===== Teks Kutipan
INFID: Penghasilan Picu Munculnya Ketimpangan Sosial di Indonesia
JAKARTA, FaktualNews.co – Sumber ketimpangan sosial di Indonesia, salah satunya dipicu oleh masalah besarnya penghasilan.
Itu merupakan hasil temuan International NGO Forum on Indonesia Development (INFID) dari hasil riset tentang ketimpangan Indonesia pada 2017.
Peneliti INFID, Bagus Takwin mengatakan, sumber ketimpangan terbesar sosial di Indonesia adalah penghasilan (71,1 persen), pekerjaan (62,6 persen), rumah/tempat tinggal (61,2 persen) dan kepemilikan harta benda (59,4 persen).
Penghasilan dirasakan oleh warga sebagai ranah yang paling timpang dan paling besar peranannya dalam menghasilkan ketimpangan sosial lain, misalnya ketimpangan pada kepemilikan rumah dan harta benda, pendidikan dan kesehatan.
Ketimpangan dalam kesempatan mendapatkan pekerjaan merupakan ranah kedua yang dianggap paling timpang dan menjadi faktor terbesar dalam menghasilkan ketimpangan sosial.
==========
===== Data Latihan
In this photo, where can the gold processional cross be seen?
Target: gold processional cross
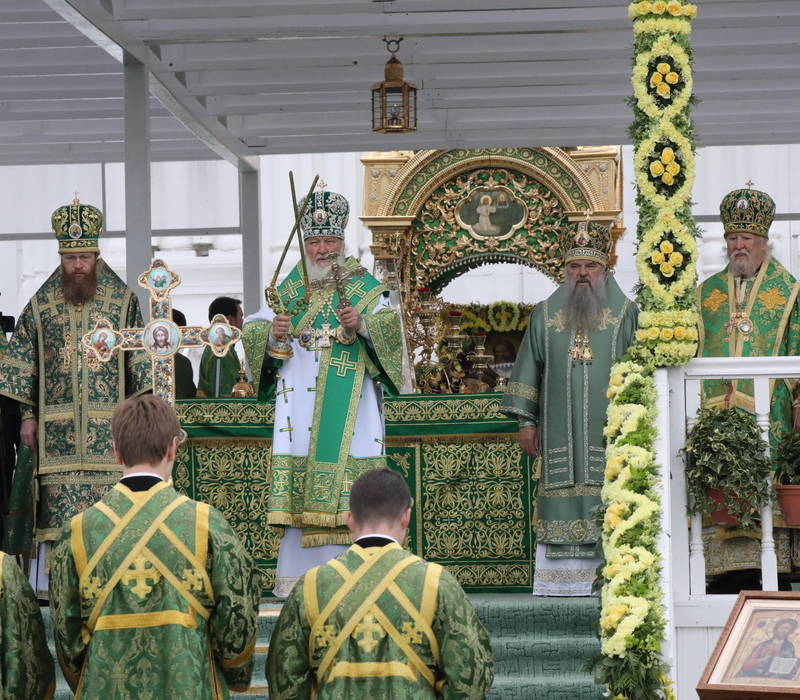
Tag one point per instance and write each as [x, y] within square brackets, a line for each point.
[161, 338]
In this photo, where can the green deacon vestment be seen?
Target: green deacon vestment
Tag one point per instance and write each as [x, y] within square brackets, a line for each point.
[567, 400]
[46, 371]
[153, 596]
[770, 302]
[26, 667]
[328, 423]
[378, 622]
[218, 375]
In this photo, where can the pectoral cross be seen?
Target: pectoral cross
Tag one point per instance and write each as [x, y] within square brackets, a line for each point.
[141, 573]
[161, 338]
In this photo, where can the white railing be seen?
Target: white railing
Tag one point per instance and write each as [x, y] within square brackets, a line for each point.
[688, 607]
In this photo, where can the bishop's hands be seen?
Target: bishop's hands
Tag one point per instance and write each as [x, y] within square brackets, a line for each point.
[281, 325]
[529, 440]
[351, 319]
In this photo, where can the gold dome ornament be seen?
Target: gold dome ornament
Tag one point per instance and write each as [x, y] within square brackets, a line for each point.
==========
(Daftar Tugas)
a) Jawablah pertanyaan berikut berdasarkan teks tentang ketimpangan sosial di Indonesia.
(i) Siapa peneliti INFID yang disebut dalam teks?
(ii) Berapa persen angka untuk pekerjaan sebagai sumber ketimpangan?
(iii) Pada tahun berapa riset INFID tentang ketimpangan Indonesia dilakukan?
b) Tolong tulis ulang catatan dari baris yang memuat "In this photo, where can the bishop's" sampai akhir catatan, termasuk permintaannya, dan geser setiap angka koordinat pada jawaban sebesar -33. Tampilkan hanya baris-baris tersebut.
Teks kutipan dan catatan di atas merupakan dua bahan yang terpisah.

(Kunci Jawaban)
a)
(i) Bagus Takwin
(ii) 62,6 persen
(iii) 2017

b)
In this photo, where can the bishop's hands be seen?
Target: bishop's hands
Tag one point per instance and write each as [x, y] within square brackets, a line for each point.
[248, 292]
[496, 407]
[318, 286]
In this photo, where can the gold dome ornament be seen?
Target: gold dome ornament
Tag one point per instance and write each as [x, y] within square brackets, a line for each point.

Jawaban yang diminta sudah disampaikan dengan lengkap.